Document text:
-- Opening Marker --

1784–1796 unit of Russia

Taurida Oblast (Таврическая область) was an administrative-territorial unit (oblast) of the Russian Empire. It roughly corresponded to most of the Crimean Peninsula and parts of the Southern Ukraine regions. It was created out of territories of the Crimean Khanate, which Russia annexed from the Ottoman Empire in 1783. In 1796 it was merged into the Novorossiya Governorate. The name Taurida comes from the old Greek name for the area, Tauris, as in ancient times several Greek city-states had developed colonial outposts in the area.

The oblast was created under the Imperial ukase of February 1784 signed by Catherine the Great. The administrative seat of the region was declared the city of Simferopol. Before 1784, Qarasuvbazar served as a temporary administrative center.

==Administrative structure==
The oblast was divided into seven counties (uyezd).
- Dnieper county - centered in Aleshki (Oleshky)
- Levkopol county - centered in Levkopol (Staryi Krym)

-- Closing Marker --

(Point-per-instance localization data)
-- Opening Marker --

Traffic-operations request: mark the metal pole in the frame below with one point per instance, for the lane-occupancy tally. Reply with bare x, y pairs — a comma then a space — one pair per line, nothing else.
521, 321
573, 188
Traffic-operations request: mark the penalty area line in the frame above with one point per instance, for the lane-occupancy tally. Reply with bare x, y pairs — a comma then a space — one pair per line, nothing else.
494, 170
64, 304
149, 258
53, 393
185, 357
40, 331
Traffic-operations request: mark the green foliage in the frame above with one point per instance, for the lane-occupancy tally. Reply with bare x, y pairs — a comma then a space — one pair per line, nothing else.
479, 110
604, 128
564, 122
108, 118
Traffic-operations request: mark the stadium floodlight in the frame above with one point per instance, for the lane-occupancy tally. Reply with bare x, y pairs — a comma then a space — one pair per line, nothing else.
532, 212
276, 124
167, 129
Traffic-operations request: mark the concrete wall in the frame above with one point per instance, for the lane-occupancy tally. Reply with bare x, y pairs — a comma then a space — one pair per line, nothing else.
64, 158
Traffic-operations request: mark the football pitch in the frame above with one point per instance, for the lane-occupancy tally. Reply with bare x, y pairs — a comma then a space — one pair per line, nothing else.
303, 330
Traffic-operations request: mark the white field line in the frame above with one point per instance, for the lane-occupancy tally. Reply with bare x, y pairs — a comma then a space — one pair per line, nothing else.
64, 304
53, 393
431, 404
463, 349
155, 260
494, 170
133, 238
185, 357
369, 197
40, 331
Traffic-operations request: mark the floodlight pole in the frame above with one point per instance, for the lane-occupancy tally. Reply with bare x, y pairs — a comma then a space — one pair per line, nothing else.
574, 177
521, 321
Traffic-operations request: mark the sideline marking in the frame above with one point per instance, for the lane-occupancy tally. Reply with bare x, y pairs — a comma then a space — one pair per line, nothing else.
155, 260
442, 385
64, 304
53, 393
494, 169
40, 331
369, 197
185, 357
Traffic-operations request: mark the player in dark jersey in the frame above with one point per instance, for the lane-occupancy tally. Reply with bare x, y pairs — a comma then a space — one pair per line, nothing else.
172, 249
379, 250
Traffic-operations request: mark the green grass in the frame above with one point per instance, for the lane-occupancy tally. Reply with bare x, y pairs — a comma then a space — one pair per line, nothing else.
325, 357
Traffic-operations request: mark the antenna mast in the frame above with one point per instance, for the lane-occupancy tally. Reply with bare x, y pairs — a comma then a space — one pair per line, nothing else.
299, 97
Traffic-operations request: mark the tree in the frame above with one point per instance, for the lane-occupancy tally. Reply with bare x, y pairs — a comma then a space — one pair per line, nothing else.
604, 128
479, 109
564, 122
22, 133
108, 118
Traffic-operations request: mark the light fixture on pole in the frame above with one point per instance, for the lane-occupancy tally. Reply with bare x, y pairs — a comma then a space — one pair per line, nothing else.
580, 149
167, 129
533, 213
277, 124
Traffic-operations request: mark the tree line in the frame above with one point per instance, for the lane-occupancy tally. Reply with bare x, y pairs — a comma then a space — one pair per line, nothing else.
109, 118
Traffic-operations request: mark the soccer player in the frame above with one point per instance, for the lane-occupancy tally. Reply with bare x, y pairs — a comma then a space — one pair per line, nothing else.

-- Closing Marker --

Task to carry out: In the Taurida Oblast text, rewrite the paragraph that begins "The oblast was created under" as a short bulleted list that keeps its main facts. You will not need the entries to do the task.

Written answer:
- Created by an Imperial ukase of February 1784 signed by Catherine the Great
- Administrative seat: the city of Simferopol
- Temporary administrative center before 1784: Qarasuvbazar